GIVEN REQUEST —
Locate the line that contains "A single point marks each instance of the woman's". Print it and every subsequent line through the final line of the records, exactly and only those.

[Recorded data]

•••••

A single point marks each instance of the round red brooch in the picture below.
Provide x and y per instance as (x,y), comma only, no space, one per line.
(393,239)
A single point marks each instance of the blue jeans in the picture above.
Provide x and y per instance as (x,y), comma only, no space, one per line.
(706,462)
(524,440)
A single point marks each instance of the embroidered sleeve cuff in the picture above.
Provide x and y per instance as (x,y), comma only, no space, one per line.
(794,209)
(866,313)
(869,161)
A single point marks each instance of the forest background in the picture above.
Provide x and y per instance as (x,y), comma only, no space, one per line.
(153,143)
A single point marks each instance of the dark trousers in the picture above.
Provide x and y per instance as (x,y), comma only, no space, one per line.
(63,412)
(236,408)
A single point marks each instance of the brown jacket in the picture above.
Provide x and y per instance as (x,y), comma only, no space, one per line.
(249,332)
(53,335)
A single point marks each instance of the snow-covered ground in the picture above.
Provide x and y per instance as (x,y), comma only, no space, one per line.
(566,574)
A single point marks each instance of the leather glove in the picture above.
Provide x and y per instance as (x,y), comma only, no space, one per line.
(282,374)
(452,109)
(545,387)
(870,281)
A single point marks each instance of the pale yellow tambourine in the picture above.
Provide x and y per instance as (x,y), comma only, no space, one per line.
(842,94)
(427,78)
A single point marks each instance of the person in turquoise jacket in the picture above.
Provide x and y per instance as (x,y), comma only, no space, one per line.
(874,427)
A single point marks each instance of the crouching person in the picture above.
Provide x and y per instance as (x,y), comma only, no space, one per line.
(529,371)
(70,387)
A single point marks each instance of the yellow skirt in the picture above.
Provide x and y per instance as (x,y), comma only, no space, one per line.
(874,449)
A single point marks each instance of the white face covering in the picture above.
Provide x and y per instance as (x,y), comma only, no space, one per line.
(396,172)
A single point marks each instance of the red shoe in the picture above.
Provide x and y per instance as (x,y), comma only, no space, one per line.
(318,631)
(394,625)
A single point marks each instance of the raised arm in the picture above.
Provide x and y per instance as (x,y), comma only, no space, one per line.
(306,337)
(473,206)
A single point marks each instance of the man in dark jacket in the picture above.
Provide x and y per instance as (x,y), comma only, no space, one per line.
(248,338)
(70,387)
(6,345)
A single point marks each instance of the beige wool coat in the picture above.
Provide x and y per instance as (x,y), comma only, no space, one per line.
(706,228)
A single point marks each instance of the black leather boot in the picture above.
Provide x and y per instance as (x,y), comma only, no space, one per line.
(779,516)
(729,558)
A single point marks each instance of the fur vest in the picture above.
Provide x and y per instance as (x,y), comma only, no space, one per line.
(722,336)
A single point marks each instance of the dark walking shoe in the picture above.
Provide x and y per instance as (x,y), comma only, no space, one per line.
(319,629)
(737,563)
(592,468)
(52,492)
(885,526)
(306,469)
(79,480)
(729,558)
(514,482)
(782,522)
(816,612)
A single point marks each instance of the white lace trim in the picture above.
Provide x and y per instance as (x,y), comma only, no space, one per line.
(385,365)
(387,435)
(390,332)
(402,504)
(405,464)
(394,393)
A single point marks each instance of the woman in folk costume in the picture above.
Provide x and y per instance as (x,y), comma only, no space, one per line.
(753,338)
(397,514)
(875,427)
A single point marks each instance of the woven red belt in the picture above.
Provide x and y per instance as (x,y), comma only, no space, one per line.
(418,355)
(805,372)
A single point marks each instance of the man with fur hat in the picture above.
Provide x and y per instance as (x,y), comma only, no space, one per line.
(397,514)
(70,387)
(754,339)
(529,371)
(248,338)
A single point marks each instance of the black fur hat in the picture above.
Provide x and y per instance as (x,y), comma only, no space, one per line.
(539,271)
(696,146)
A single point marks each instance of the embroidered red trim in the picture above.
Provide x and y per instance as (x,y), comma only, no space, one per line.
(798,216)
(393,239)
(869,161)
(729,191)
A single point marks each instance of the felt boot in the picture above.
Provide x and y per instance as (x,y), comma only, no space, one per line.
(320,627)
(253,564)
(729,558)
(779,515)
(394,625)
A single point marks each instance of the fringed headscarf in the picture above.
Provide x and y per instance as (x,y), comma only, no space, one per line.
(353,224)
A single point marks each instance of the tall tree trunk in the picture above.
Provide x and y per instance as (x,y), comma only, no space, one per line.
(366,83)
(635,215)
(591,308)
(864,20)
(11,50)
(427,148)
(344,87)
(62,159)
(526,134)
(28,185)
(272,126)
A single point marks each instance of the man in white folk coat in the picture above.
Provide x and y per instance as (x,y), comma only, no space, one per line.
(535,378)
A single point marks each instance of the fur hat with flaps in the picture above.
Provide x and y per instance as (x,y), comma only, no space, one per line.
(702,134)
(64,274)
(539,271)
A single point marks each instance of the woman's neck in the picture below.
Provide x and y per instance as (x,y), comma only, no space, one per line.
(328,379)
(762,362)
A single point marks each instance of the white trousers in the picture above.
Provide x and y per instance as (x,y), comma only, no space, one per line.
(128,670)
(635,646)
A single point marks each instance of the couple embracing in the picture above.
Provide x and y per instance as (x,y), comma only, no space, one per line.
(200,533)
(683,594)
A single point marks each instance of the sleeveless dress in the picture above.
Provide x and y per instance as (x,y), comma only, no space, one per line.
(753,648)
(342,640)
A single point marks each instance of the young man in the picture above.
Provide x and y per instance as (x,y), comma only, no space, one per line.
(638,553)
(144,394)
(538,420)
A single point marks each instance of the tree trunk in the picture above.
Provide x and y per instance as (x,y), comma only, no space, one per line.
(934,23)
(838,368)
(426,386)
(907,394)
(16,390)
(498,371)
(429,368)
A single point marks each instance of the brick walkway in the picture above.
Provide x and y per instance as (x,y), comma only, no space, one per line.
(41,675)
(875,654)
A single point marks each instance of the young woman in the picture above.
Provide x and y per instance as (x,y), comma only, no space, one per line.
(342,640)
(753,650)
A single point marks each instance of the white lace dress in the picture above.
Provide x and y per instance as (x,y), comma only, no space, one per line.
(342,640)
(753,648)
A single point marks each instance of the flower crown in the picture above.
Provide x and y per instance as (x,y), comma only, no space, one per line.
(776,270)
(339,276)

•••••

ANSWER TO THIS PROBLEM —
A single point marks each instance of the woman's neck in the picture below.
Provide x and y per instance as (x,y), comma only, no space, one per line.
(328,379)
(762,362)
A single point marks each instance of the white trousers in the picture above.
Provide x and y per instance as (x,y), comma only, no space, one per line.
(128,670)
(635,646)
A single point marks each instance of the couple embracing in the picture above.
Provide x and y per instance as (x,y), comma only, no space, one per line.
(200,533)
(683,594)
A single point marks each instance of the sleeveless dress in the picture above.
Provide x and y per instance as (x,y), comma only, no space, one per line.
(753,648)
(342,640)
A single point marks each instance of the young man in the picture above.
Provide x and y per instance as (x,y), comma only, no space, one per line.
(638,553)
(144,394)
(538,420)
A single point marks each instance of the tree trunk in the picture above.
Provide x and y per instance as (x,y), comma only, no space, one per line.
(934,23)
(838,368)
(426,386)
(907,394)
(16,390)
(498,371)
(429,368)
A single point marks each instance of the brick walkway in the picture above.
Provide x and y per instance as (x,y), comma only, no space, one per line.
(41,675)
(875,654)
A single point marks each instance of the young woman in the picture above.
Provide x and y per instance as (x,y), comma only, no space, one per line.
(342,640)
(753,650)
A single point marks each instance of the white lace dress in the picture above.
Provide x and y per instance as (x,y), comma only, no space, one per line.
(342,640)
(753,648)
A single point marks each instance of the flower crown in the picture above.
Provide x and y per instance as (x,y), comma only, no space, one per line.
(776,270)
(339,276)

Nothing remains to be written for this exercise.